* **Fragmento citado**
....

El acta de Crawford, recientemente publicada, constituye la enésima constatación de que la arrogancia, la torpeza, la estupidez y el sectarismo fueron la marca de fábrica de Aznar, también en su política exterior, que se fue deslizando de manera imparable hacia la irrelevancia, con la consiguiente pérdida de peso del país como interlocutor internacional, diga lo que diga ahora el PP. No es que España haya sido, desde los mismos albores del siglo XIX, un agente muy a tener en cuenta, pero durante algunos años —aproximadamente entre 1978 y 1996— parecía contar con un cierto respeto internacional. La guinda de la política exterior de Aznar —junto a un minucioso trabajo de zapa para socavar la construcción europea— fue precisamente el asunto de Irak, apresurándose a adoptar sin ningún reparo maneras de procónsul del Imperio. La diplomacia del exabrupto tan de moda por entonces en Washington no podía imaginar mejor complemento que el de un duendecillo saltarín paseándose de aquí para allá haciendo el trabajo sucio, se supone que para acumular méritos (algunas recompensas ha tenido después).
Sin pretender resucitar fantasmas, hay un aspecto colateral en toda esta historia que resulta muy ilustrativo. Antes de rendir su peculiar visita ad limina y renovar juramentos de vasallaje al Emperador en sus posesiones tejanas, Aznar se dio una vueltecita por México, en una visita que dejó al desnudo sus resabios ideológicos, su papel en la farsa y la falta de pudor en la exhibición de tanto servilismo. Naturalmente, Aznar tuvo cuidado de manifestar que no iba a México a convencer a nadie de nada y mucho menos a presionar. Pero, como dijo entonces un periodista de la televisión mexicana: Si no vino a lo que vino, ¿a qué vino? México era uno de los miembros no permanentes en el Consejo de Seguridad de las Naciones Unidas y, por tanto, con derecho de voto sobre las resoluciones que se pudieran presentar. En ese contexto, la visita de Aznar tenía un tufillo a presión difícil de ignorar. Y, naturalmente, ello produjo considerable indignación entre políticos, periodistas y la opinión pública mexicana.

....

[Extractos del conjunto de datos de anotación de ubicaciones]
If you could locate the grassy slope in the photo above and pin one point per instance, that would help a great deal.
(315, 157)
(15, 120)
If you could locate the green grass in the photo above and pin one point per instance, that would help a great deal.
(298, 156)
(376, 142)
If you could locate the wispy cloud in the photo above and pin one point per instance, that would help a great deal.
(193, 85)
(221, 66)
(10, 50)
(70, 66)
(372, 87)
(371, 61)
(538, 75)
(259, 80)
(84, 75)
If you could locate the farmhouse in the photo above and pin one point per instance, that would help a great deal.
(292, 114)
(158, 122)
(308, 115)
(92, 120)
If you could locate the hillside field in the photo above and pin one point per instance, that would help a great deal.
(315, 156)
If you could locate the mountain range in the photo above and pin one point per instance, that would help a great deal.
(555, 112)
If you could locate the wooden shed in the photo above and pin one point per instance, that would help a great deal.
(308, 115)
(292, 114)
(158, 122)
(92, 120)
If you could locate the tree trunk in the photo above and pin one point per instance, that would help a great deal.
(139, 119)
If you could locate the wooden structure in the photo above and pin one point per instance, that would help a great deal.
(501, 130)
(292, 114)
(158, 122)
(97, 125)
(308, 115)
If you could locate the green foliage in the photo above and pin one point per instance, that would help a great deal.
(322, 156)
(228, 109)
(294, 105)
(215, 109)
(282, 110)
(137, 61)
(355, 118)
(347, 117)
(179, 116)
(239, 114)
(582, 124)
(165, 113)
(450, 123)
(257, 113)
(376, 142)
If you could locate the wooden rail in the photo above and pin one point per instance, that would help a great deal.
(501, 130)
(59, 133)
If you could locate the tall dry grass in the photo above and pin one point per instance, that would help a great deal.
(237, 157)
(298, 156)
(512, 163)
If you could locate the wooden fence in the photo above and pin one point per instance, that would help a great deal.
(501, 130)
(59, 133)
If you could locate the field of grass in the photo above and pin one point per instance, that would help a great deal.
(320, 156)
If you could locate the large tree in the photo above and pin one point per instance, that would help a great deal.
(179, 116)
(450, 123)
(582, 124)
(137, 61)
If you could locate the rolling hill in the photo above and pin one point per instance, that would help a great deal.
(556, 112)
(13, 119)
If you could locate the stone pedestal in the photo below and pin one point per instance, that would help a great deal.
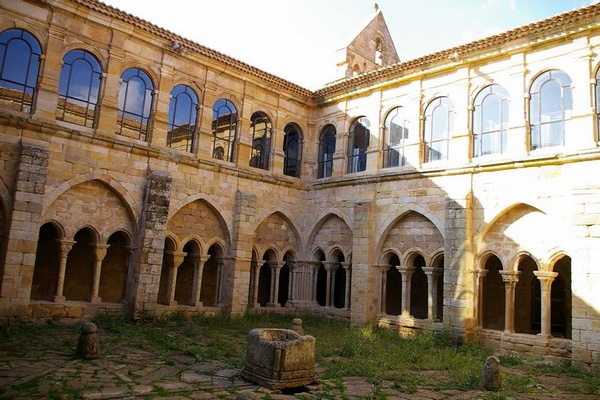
(279, 358)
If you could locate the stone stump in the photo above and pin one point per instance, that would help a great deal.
(491, 376)
(87, 346)
(279, 358)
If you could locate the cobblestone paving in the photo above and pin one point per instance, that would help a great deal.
(33, 370)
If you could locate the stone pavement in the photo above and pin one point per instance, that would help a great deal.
(49, 369)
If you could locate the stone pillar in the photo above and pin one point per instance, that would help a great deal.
(348, 268)
(65, 247)
(330, 268)
(406, 272)
(144, 274)
(198, 261)
(24, 227)
(478, 312)
(178, 257)
(101, 250)
(546, 278)
(510, 279)
(433, 274)
(383, 269)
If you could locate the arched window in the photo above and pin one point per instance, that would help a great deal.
(396, 134)
(358, 143)
(261, 140)
(19, 66)
(224, 128)
(292, 148)
(490, 120)
(326, 150)
(79, 88)
(550, 106)
(135, 104)
(183, 110)
(438, 126)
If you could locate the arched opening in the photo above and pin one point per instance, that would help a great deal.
(493, 295)
(80, 266)
(560, 308)
(185, 274)
(339, 282)
(47, 263)
(393, 292)
(113, 277)
(418, 289)
(210, 276)
(527, 299)
(165, 270)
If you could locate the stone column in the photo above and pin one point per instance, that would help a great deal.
(510, 279)
(101, 250)
(546, 278)
(23, 223)
(406, 272)
(330, 266)
(433, 274)
(198, 261)
(178, 257)
(65, 247)
(383, 269)
(348, 268)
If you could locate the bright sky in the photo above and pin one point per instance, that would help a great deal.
(296, 39)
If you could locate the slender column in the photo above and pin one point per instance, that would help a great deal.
(433, 274)
(383, 269)
(65, 247)
(348, 268)
(478, 312)
(101, 250)
(329, 267)
(178, 257)
(510, 279)
(546, 278)
(316, 267)
(198, 261)
(220, 265)
(406, 272)
(256, 276)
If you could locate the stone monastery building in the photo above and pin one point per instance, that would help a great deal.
(143, 173)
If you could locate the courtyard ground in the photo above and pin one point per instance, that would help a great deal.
(180, 358)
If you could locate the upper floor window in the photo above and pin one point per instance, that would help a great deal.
(438, 126)
(358, 143)
(79, 88)
(19, 67)
(183, 111)
(292, 148)
(326, 150)
(550, 106)
(224, 129)
(490, 121)
(396, 135)
(135, 104)
(261, 140)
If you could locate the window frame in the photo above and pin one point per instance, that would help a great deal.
(145, 117)
(357, 156)
(536, 113)
(292, 166)
(188, 129)
(93, 86)
(27, 87)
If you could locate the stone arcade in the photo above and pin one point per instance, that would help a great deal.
(144, 173)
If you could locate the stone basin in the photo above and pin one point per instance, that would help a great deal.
(279, 358)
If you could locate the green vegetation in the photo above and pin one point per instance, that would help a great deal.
(424, 361)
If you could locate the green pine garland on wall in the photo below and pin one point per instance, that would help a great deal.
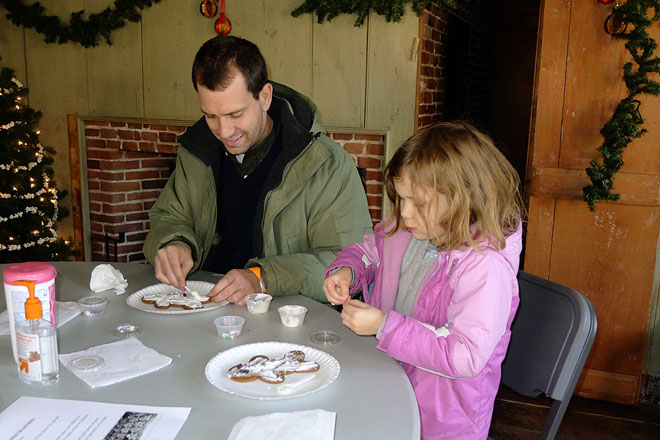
(79, 30)
(393, 10)
(626, 122)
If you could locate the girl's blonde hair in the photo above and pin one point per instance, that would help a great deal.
(482, 188)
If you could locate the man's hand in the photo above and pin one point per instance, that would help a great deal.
(172, 264)
(235, 286)
(336, 287)
(360, 317)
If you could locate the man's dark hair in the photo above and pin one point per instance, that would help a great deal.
(217, 58)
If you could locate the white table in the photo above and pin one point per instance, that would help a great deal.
(372, 396)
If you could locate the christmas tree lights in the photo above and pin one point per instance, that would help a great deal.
(29, 199)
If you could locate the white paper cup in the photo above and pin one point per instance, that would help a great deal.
(292, 316)
(258, 302)
(229, 327)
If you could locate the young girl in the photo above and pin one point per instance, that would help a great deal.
(443, 275)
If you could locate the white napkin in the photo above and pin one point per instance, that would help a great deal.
(124, 360)
(65, 311)
(315, 424)
(105, 277)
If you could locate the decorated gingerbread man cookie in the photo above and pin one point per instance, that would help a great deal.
(272, 370)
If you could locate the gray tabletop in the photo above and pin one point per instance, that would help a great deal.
(372, 396)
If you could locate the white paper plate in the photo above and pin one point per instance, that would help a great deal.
(202, 287)
(216, 371)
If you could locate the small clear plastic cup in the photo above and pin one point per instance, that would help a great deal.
(93, 305)
(292, 315)
(258, 302)
(229, 327)
(325, 337)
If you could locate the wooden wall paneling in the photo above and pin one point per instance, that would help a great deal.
(285, 41)
(391, 77)
(12, 43)
(172, 32)
(545, 132)
(115, 75)
(538, 241)
(75, 159)
(594, 84)
(56, 92)
(609, 256)
(634, 188)
(339, 71)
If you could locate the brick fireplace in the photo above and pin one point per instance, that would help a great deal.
(124, 164)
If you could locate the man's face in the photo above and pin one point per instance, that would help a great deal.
(234, 116)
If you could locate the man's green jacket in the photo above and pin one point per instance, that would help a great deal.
(317, 208)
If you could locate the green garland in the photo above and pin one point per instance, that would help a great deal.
(79, 30)
(393, 10)
(626, 122)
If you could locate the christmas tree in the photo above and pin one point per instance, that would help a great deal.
(29, 207)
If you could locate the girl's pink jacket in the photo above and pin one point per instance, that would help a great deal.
(453, 345)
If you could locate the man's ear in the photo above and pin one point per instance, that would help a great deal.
(266, 96)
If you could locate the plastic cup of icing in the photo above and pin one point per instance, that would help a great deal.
(229, 327)
(258, 302)
(93, 305)
(292, 316)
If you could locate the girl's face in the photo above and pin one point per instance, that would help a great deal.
(415, 202)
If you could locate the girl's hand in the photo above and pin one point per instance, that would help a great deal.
(360, 317)
(337, 286)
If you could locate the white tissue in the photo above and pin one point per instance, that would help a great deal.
(123, 360)
(315, 424)
(105, 277)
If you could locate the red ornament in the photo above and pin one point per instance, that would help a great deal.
(615, 25)
(222, 24)
(208, 8)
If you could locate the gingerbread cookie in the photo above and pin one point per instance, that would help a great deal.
(272, 370)
(175, 299)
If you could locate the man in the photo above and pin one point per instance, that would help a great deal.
(259, 192)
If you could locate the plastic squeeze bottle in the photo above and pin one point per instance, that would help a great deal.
(36, 341)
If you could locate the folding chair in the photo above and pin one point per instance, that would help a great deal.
(550, 340)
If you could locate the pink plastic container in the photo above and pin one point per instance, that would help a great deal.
(43, 274)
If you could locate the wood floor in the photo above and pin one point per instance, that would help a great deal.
(519, 418)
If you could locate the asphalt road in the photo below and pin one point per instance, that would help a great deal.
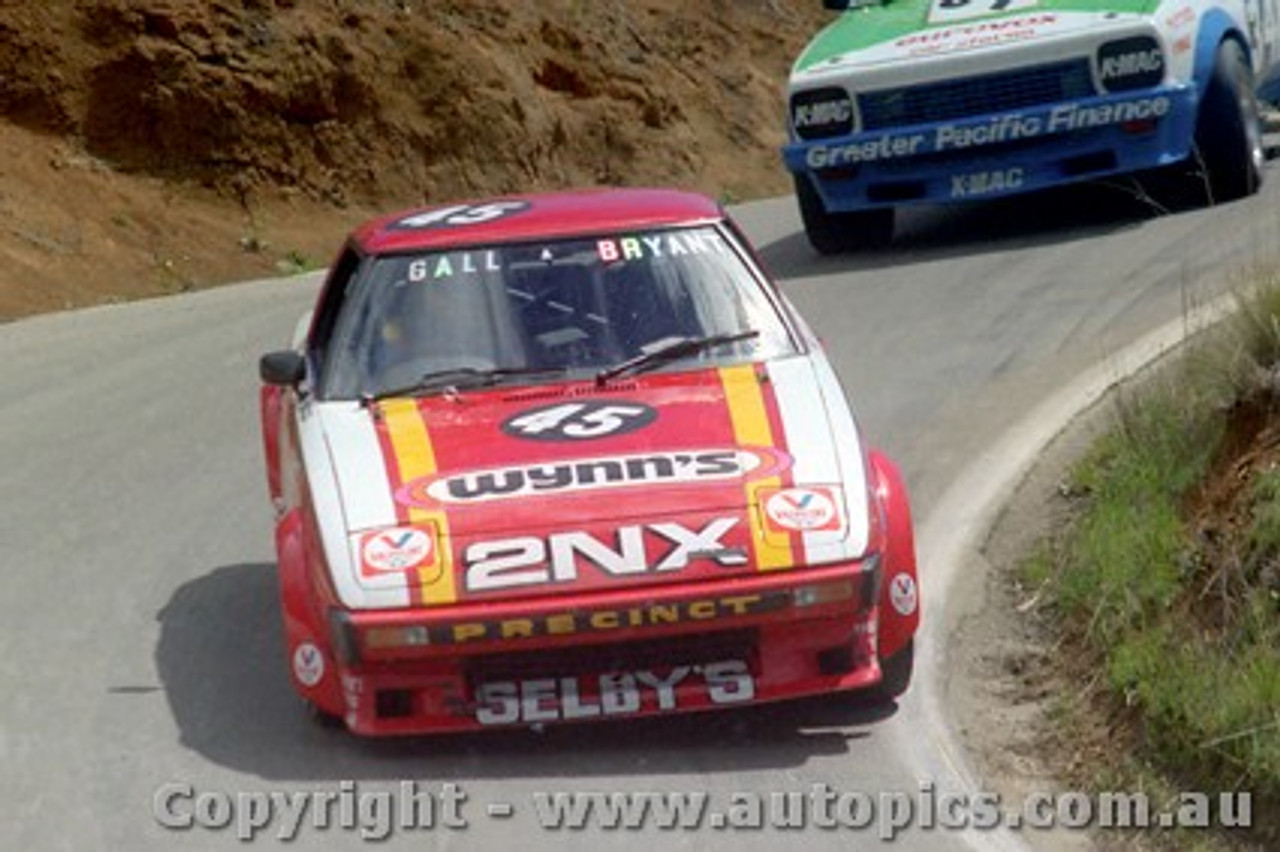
(141, 637)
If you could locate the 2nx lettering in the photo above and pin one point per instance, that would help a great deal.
(529, 560)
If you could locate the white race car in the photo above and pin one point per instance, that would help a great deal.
(904, 101)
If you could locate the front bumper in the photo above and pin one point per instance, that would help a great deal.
(1000, 154)
(762, 640)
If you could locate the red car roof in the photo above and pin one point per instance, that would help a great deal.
(534, 216)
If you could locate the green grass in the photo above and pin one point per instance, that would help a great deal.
(1184, 627)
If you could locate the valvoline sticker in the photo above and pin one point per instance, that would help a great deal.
(396, 550)
(803, 509)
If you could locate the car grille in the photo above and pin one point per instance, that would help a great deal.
(970, 96)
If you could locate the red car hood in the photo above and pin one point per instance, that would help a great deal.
(530, 491)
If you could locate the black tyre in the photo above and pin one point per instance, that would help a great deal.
(1228, 129)
(897, 672)
(842, 232)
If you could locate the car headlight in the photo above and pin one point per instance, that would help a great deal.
(1125, 64)
(822, 113)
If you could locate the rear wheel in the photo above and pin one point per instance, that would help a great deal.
(896, 673)
(835, 233)
(1228, 129)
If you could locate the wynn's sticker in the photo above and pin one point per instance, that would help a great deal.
(803, 509)
(398, 550)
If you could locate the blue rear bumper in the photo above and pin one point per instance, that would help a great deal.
(1000, 154)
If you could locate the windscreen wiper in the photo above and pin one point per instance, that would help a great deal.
(673, 351)
(460, 379)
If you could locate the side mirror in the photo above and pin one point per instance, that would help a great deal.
(284, 369)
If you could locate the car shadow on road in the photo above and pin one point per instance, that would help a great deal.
(928, 233)
(222, 664)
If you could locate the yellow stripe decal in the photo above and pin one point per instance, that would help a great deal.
(750, 420)
(415, 458)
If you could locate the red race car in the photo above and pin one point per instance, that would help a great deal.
(572, 457)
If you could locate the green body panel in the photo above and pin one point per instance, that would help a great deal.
(860, 28)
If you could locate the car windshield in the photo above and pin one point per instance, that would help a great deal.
(533, 311)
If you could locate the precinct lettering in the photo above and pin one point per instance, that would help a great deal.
(607, 621)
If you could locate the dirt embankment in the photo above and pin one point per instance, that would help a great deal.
(154, 146)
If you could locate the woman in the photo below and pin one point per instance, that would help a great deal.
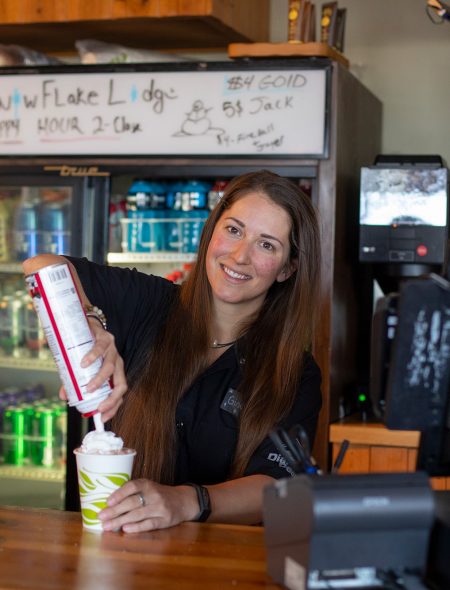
(213, 365)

....

* **Instrucciones y requisitos**
Responde con los datos del fragmento citado sobre la política exterior de Aznar:
(a) ¿Entre qué años, aproximadamente, parecía España contar con cierto respeto internacional?
(b) ¿Qué país visitó Aznar antes de su visita a las posesiones tejanas?
(c) ¿De qué órgano era ese país miembro no permanente?

* **Resultado**
(a) Entre 1978 y 1996.
(b) México.
(c) Del Consejo de Seguridad de las Naciones Unidas.